» QUOTED PASSAGE

Sydney, Australia—The benefits of nitrogen-bisphosphonates go beyond just controlling osteoporosis, according to new research.

Two studies calculated that the medications also reduced the risk of premature mortality by 34% in a cohort of more than 6,000 adults, adding that the reduction in early mortality risk was significantly associated with a reduction in bone loss compared with no treatment.

Australian researchers from the Garvan Institute of Medical Research emphasize that their results provide more evidence of the benefits of taking approved osteoporosis medication for those at risk of bone loss.

Background information in the articles notes that, after age 50 years, 40% of women and 25% of men will suffer an osteoporotic fragility fracture. However, the authors point out, fewer than 30% of women and 20% of men with fragility fractures are taking approved treatments for osteoporosis.

“It’s a common misconception that osteoporosis affects only women, and many people choose to not take recommended treatments,” said lead researcher Jacqueline Center, PhD, who heads the Clinical Studies and Epidemiology laboratory at the Garvan Institute and is an endocrinologist at St Vincent’s Hospital. “But osteoporotic fractures are not benign. Osteoporosis medication not only decreases the risk of further fractures, but it appears that this same medication also decreases mortality rates over the subsequent 15 years.”

In an Osteoporosis International study, researchers analyzed data from a cohort of 6,120 participants over age 50 years who took part in the observational Canadian Multicentre Osteoporosis Study. Those treated with nitrogen-bisphosphonates—alendronate or risedronate—were found to have had a 34% reduction in mortality risk over the subsequent 15 years, compared with nontreated individuals.

In a follow-up study, published recently in the Journal of Bone and Mineral Research, the team analyzed data from a cohort of 1,735 women from the first study. It was found that 39% of the reduction in premature mortality risk was mediated through a reduction in the rate of bone loss.

» WORK ORDER 1
In the osteoporosis article, what percentage of women will suffer an osteoporotic fragility fracture after age 50?
» WORK ORDER 2
In the osteoporosis article, why does Jacqueline Center say that people with osteoporotic fractures should not skip recommended treatment? Answer in one to three sentences.
» WORK ORDER 3
Rewrite the osteoporosis article's passage starting with "Sydney, Australia—The benefits" and going on through "treatments for osteoporosis.", substituting "group" for "cohort".

» DATASET EXCERPTS
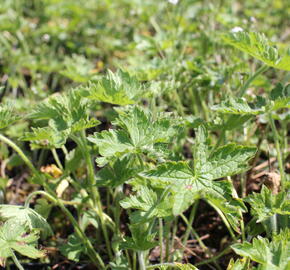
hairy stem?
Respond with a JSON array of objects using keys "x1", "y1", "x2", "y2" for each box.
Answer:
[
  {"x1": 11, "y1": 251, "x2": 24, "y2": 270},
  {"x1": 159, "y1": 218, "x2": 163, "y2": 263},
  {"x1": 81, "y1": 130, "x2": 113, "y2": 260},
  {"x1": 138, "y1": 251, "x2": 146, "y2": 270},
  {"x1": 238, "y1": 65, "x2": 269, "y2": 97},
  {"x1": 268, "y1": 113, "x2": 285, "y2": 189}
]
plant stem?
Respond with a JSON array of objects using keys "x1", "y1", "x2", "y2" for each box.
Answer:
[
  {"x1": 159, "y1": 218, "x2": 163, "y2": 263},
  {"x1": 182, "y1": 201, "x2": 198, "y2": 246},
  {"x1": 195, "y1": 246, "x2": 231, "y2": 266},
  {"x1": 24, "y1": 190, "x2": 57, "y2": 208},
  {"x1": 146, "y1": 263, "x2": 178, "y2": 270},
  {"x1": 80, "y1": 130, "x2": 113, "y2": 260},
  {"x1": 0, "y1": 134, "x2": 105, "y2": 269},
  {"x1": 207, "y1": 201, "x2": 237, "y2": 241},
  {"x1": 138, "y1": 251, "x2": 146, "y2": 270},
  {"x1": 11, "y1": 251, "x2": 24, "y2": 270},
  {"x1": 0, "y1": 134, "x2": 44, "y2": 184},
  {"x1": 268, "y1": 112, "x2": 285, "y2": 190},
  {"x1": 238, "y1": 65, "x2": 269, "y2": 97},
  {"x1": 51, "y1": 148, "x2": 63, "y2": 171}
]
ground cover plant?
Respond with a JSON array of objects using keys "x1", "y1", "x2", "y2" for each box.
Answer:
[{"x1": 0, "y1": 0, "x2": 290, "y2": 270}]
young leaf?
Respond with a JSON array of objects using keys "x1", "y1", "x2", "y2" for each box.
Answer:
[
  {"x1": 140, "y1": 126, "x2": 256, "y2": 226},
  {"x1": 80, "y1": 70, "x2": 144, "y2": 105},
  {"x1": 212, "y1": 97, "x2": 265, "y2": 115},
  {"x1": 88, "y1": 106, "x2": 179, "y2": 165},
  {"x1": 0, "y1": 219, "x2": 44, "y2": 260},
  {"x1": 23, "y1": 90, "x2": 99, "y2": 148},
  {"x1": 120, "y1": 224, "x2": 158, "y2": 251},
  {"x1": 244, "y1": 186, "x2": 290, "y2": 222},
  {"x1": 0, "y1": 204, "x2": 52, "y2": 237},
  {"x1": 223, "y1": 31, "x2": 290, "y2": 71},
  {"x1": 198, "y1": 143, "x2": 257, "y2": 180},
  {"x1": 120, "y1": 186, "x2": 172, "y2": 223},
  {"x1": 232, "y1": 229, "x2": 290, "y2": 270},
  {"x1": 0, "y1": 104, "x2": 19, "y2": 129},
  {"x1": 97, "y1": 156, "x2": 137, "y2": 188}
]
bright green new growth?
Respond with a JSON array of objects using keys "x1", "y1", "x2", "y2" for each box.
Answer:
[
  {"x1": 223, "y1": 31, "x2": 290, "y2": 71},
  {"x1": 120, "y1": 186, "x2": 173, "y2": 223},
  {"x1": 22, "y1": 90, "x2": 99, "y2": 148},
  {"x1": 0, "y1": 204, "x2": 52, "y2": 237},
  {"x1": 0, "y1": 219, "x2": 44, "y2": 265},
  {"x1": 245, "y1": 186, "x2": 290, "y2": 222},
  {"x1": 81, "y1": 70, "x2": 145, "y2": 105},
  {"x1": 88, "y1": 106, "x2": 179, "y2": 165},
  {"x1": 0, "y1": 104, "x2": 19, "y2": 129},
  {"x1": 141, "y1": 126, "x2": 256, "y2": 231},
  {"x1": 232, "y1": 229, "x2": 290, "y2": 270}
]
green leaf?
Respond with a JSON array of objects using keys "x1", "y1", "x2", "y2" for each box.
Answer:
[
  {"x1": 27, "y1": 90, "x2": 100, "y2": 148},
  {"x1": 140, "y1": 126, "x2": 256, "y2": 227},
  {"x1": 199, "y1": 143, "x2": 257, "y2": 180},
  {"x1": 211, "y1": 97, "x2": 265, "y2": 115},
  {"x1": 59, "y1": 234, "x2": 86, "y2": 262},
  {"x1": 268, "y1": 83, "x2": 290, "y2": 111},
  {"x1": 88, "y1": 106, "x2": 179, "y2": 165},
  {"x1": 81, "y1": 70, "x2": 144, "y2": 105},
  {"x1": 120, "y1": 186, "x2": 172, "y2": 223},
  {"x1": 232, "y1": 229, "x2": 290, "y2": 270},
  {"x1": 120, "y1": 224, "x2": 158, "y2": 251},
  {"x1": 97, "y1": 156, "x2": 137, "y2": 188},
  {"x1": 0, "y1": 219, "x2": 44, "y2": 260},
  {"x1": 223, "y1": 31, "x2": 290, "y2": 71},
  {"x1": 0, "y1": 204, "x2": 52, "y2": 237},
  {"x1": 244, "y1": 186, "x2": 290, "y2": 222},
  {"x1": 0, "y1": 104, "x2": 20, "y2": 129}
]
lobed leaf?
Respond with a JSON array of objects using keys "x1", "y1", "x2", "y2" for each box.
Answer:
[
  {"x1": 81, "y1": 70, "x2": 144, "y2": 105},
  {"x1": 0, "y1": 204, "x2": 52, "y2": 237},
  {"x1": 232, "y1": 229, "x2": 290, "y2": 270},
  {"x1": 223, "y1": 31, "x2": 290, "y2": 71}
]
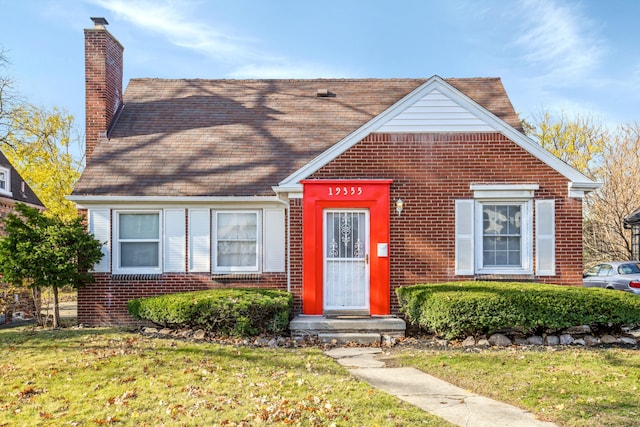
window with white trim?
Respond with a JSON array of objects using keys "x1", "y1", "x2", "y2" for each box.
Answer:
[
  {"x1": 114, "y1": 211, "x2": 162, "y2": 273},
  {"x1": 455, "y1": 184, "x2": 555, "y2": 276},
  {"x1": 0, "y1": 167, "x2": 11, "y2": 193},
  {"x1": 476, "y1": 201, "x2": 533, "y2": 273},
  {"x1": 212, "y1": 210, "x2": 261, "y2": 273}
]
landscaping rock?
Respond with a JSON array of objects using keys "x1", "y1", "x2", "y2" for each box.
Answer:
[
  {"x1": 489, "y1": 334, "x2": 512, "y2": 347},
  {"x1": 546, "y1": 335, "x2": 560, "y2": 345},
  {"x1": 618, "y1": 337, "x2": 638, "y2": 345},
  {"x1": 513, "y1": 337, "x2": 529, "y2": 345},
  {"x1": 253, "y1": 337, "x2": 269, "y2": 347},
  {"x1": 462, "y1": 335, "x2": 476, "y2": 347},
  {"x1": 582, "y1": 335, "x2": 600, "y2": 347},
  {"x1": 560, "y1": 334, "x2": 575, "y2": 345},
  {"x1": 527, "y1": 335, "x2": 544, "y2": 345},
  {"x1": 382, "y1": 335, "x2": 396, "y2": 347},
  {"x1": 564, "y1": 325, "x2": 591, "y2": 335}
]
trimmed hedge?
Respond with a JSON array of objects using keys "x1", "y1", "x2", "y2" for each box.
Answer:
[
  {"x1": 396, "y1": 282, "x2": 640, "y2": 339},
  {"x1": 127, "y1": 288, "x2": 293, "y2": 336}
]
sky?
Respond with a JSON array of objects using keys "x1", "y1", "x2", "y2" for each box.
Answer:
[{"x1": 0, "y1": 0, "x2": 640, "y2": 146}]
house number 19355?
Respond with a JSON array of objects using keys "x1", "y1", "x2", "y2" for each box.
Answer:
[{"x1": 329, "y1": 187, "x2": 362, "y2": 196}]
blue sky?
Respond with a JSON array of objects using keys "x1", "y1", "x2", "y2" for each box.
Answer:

* * *

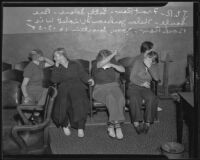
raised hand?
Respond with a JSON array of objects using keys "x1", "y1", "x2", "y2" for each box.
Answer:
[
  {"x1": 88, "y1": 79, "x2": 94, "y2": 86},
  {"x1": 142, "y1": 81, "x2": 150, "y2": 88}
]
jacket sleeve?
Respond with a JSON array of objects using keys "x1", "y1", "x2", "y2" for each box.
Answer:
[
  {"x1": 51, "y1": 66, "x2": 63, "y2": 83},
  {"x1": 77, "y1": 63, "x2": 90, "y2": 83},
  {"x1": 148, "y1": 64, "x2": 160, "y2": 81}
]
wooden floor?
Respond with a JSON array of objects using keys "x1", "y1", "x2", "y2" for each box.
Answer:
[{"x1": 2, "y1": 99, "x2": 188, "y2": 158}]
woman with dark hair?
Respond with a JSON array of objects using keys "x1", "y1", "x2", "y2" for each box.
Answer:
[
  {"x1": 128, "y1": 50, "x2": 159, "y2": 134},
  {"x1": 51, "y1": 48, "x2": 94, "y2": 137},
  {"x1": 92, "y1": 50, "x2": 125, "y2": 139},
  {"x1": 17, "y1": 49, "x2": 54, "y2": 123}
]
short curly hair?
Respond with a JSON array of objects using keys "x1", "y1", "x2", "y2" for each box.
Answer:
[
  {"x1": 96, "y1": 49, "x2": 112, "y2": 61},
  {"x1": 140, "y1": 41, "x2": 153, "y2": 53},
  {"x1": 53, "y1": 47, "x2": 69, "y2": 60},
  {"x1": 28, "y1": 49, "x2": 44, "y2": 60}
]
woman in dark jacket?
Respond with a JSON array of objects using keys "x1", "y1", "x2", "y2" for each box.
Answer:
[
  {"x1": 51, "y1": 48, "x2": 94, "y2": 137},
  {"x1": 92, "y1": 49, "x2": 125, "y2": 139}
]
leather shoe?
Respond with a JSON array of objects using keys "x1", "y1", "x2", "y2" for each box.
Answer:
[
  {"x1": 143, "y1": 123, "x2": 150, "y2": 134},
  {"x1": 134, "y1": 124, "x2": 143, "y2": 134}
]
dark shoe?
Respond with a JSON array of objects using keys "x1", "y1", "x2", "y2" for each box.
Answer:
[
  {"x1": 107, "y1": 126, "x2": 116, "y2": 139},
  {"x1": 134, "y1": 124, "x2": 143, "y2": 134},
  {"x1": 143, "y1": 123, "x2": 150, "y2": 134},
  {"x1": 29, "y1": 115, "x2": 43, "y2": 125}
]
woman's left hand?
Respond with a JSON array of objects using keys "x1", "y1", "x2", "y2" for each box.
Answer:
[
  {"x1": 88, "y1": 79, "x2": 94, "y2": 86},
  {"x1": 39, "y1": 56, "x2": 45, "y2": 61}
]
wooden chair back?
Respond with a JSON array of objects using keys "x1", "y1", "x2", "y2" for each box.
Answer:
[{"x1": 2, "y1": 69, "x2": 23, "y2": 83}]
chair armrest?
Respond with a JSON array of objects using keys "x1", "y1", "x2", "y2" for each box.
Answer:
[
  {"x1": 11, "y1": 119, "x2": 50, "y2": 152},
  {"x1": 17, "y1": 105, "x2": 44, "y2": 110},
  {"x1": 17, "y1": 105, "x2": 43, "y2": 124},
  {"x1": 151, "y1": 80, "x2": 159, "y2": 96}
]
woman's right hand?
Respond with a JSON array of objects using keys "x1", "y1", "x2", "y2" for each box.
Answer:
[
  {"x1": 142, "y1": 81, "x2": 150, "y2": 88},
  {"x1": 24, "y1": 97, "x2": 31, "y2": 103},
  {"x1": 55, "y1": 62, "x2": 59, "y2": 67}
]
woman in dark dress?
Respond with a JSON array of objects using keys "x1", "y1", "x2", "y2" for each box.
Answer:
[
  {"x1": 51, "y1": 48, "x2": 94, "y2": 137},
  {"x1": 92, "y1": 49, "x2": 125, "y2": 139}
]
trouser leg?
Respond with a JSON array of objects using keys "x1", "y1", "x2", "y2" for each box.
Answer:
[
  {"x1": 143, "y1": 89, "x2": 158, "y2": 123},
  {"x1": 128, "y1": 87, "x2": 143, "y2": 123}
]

» FINAL ANSWER 1
40%

» FINAL ANSWER 2
She says osteoporotic fractures are not benign. Osteoporosis medication lowers the risk of further fractures, and the same medication also appears to lower mortality rates over the following 15 years.

» FINAL ANSWER 3
Sydney, Australia—The benefits of nitrogen-bisphosphonates go beyond just controlling osteoporosis, according to new research.

Two studies calculated that the medications also reduced the risk of premature mortality by 34% in a group of more than 6,000 adults, adding that the reduction in early mortality risk was significantly associated with a reduction in bone loss compared with no treatment.

Australian researchers from the Garvan Institute of Medical Research emphasize that their results provide more evidence of the benefits of taking approved osteoporosis medication for those at risk of bone loss.

Background information in the articles notes that, after age 50 years, 40% of women and 25% of men will suffer an osteoporotic fragility fracture. However, the authors point out, fewer than 30% of women and 20% of men with fragility fractures are taking approved treatments for osteoporosis.